*Task input:*

———

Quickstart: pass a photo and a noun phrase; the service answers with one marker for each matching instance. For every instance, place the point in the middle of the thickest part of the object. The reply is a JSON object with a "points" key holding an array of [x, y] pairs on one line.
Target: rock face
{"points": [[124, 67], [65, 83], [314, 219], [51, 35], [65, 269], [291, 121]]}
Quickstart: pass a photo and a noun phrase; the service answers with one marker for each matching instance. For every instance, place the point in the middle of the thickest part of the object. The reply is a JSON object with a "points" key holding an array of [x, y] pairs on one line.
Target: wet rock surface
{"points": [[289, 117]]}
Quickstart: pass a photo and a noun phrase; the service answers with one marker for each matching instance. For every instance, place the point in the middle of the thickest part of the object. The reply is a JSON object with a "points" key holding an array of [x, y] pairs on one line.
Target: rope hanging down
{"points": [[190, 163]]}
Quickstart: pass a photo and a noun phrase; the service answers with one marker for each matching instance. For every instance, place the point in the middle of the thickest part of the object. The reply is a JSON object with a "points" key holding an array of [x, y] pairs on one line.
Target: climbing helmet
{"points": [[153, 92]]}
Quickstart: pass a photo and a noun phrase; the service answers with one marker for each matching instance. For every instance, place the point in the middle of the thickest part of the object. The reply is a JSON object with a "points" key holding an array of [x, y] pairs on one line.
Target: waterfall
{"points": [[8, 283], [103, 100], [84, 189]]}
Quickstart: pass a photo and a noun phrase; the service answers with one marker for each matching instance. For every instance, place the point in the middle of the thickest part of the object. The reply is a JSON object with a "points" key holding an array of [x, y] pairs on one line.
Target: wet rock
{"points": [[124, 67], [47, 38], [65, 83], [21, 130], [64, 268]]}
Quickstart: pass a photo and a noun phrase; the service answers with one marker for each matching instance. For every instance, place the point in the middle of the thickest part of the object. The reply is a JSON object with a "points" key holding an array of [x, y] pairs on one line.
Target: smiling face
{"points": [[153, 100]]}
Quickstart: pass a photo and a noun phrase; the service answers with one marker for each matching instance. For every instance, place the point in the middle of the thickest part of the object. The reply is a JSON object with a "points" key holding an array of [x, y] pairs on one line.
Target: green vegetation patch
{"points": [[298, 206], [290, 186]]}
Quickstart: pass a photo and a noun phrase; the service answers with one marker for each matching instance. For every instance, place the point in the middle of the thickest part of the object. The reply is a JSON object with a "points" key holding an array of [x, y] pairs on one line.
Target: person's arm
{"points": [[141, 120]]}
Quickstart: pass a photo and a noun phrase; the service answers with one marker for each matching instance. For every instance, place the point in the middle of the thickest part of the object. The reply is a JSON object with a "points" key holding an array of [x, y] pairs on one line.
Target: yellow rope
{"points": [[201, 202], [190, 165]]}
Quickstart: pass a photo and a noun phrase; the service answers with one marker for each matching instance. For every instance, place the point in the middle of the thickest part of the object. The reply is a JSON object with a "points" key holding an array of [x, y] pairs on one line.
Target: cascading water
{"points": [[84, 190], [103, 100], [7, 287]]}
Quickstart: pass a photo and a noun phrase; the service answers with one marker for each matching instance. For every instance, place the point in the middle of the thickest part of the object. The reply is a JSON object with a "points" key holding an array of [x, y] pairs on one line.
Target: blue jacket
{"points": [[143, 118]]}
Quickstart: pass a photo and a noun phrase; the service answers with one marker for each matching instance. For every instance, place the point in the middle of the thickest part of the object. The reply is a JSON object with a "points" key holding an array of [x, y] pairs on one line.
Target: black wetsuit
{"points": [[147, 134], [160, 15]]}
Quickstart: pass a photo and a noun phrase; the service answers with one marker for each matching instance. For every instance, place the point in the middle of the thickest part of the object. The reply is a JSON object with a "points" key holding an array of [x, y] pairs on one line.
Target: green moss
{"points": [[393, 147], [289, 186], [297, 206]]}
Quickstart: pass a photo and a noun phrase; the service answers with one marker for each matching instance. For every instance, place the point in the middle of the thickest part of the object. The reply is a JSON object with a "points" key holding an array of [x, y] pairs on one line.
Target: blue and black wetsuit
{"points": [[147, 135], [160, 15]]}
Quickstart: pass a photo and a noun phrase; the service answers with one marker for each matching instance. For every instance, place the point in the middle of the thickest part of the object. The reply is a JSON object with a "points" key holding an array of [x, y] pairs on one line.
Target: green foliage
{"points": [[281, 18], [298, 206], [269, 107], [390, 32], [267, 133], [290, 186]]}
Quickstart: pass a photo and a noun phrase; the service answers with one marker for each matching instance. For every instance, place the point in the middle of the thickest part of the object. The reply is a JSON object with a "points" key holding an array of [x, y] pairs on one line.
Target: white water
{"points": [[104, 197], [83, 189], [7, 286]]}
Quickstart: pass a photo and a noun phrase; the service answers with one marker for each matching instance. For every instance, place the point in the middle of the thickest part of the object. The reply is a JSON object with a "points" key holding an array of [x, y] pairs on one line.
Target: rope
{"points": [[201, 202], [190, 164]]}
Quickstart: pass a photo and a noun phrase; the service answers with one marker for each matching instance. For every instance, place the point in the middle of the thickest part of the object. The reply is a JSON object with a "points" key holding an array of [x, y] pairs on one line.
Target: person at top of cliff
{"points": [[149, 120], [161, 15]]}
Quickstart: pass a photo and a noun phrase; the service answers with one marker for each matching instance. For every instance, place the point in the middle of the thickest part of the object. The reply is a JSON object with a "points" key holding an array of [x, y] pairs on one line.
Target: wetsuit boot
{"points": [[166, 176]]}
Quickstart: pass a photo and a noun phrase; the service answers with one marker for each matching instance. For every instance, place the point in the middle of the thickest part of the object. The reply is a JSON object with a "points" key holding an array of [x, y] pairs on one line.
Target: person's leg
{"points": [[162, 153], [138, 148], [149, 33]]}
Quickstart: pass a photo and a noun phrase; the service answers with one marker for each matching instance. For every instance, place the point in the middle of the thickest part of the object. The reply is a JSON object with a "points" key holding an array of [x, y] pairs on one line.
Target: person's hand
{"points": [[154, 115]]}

———

*Exercise instructions:*
Output the data in full, exactly as it stands.

*Expected answer:*
Quickstart: pass a photo and a noun phrase; the service answers with one marker for each matching instance. For every instance, place the point in the middle of the thickest part of the object. The reply is a JSON object with a "points" key holding an array of [x, y] pairs on one line.
Target: rock face
{"points": [[124, 67], [65, 83], [314, 219], [51, 35], [65, 269], [291, 121]]}
Quickstart: pass a photo and a noun phrase; the service answers with one marker for each matching instance. For every instance, place the point in the middle of the thickest part of the object. The reply is a JSON object with a "points" key holding an array of [x, y] pairs on one line.
Target: wet rock surface
{"points": [[289, 117]]}
Quickstart: pass a photo and a noun phrase; the service answers with one marker for each matching instance. For every instance, place the point in the middle of the thickest part of the object. The reply is a JSON object with a "points" key holding an array of [x, y] pairs on one line.
Target: rope hanging down
{"points": [[190, 163]]}
Quickstart: pass a photo and a noun phrase; the service answers with one marker for each matching instance. For every instance, place the point in the middle of the thickest part of the object. The reply is a JSON object with a "points" key holding an array of [x, y] pairs on one line.
Target: climbing helmet
{"points": [[153, 92]]}
Quickstart: pass a photo and a noun phrase; the service answers with one marker for each matching instance. For every instance, place the point in the middle of the thickest part of the object. The reply is a JSON object with a "points" key holding an array of [x, y] pairs on one line.
Target: waterfall
{"points": [[8, 283], [103, 100], [84, 189]]}
Quickstart: pass a photo and a noun phrase; the service answers with one marker for each matching instance. For every instance, place the point in the middle of the thickest part of the object. The reply is a JSON object with a "points" key holding an array of [x, y] pairs on one line.
Target: wet rock
{"points": [[124, 67], [47, 38], [65, 83], [21, 130], [64, 268]]}
Quickstart: pass a photo and a noun phrase; the service answers with one marker for each matching instance. For every instance, place the point in the middle of the thickest part of the object. The reply is a JSON object with a "points" key holding an array of [x, y] pairs on one line.
Target: smiling face
{"points": [[153, 100]]}
Quickstart: pass a photo and a noun phrase; the service answers with one marker for each matching instance. For every instance, place the point in the middle of the thickest part of the object. The reply is a JSON object with a "points" key holding an array of [x, y] pairs on one line.
Target: green vegetation patch
{"points": [[298, 206], [290, 186]]}
Quickstart: pass a photo and a noun phrase; the service answers with one marker for each matching instance. For every instance, place the point in the middle of the thickest part of the object. The reply is a JSON object with a "points" key holding an array of [x, y] pairs on one line.
Target: person's arm
{"points": [[141, 120]]}
Quickstart: pass a photo and a noun phrase; the service answers with one marker for each matching instance. For every instance, place the point in the middle of the thickest part of the object. The reply is a JSON object with a "points" key holding an array of [x, y] pairs on one line.
Target: yellow rope
{"points": [[201, 202], [190, 165]]}
Quickstart: pass a photo and a noun phrase; the service answers with one marker for each matching instance. For every instance, place the point in the middle of the thickest part of the object. The reply is a JSON object with a "points" key holding an array of [x, y] pairs on one line.
Target: cascading water
{"points": [[84, 190], [103, 100], [7, 287]]}
Quickstart: pass a photo and a noun phrase; the service answers with one marker for each matching instance. For every instance, place the point in the middle of the thickest part of the object. The reply is a JSON object with a "points" key holding an array of [x, y] pairs on one line.
Target: blue jacket
{"points": [[143, 118]]}
Quickstart: pass a photo and a noun phrase; the service answers with one marker for each matching instance. For every instance, place the point in the middle of the thickest part of the object. The reply is a JSON object with a "points" key holding an array of [x, y] pairs on one line.
Target: black wetsuit
{"points": [[147, 134], [160, 15]]}
Quickstart: pass a photo and a noun phrase; the service answers with one marker for each matching instance. For every instance, place the point in the middle of the thickest part of the object. The reply is a JSON object with a "points" key holding an array of [x, y] pairs on one line.
Target: green moss
{"points": [[393, 147], [289, 186], [297, 206]]}
Quickstart: pass a photo and a noun phrase; the service answers with one marker for each matching instance. For every instance, place the point in the middle of the thickest part of the object. The reply is a JSON object with a "points" key holding an array of [x, y] pairs on one line.
Target: blue and black wetsuit
{"points": [[147, 135], [160, 15]]}
Quickstart: pass a photo and a noun phrase; the service answers with one marker for each matching instance. For every instance, place the point in the middle of the thickest part of the object. The reply is a JSON object with a "points" key holding an array of [x, y] pairs on one line.
Target: green foliage
{"points": [[281, 18], [298, 206], [269, 107], [390, 32], [267, 133], [290, 186]]}
Quickstart: pass a photo and a noun phrase; the service answers with one marker for each matching instance. For every instance, place the point in the middle of the thickest part of the object. The reply is a JSON object with a "points" key holding an array of [x, y] pairs on one line.
Target: white water
{"points": [[104, 197], [83, 189], [7, 286]]}
Quickstart: pass a photo and a noun phrase; the service answers with one marker for each matching instance. For every instance, place the point in the middle of the thickest part of the object. The reply is a JSON object with a "points" key holding an array of [x, y] pairs on one line.
Target: rope
{"points": [[201, 202], [190, 164]]}
Quickstart: pass a photo and a noun phrase; the service answers with one marker for each matching instance. For every instance, place the point in the middle of the thickest part of the object. The reply is a JSON object with a "points" key holding an array of [x, y] pairs on one line.
Target: person at top of cliff
{"points": [[149, 120], [161, 15]]}
Quickstart: pass a photo and a noun phrase; the service answers with one marker for each matching instance. For every instance, place the point in the middle of the thickest part of the object. The reply is a JSON object with a "points" key holding an array of [x, y] pairs on one line.
Target: wetsuit boot
{"points": [[166, 176]]}
Quickstart: pass a photo and a noun phrase; the service answers with one marker for each matching instance. For every instance, place the point in the middle of the thickest part of the object. The reply is a JSON object with a "points" key holding an array of [x, y] pairs on one line.
Target: person's leg
{"points": [[162, 153], [138, 148], [149, 33]]}
Quickstart: pass a photo and a noun phrase; the service answers with one marker for each matching instance. For every instance, place the point in the middle of the thickest part of the object. The reply is a JSON object with a "points" key holding an array of [x, y] pairs on one line.
Target: person's hand
{"points": [[154, 115]]}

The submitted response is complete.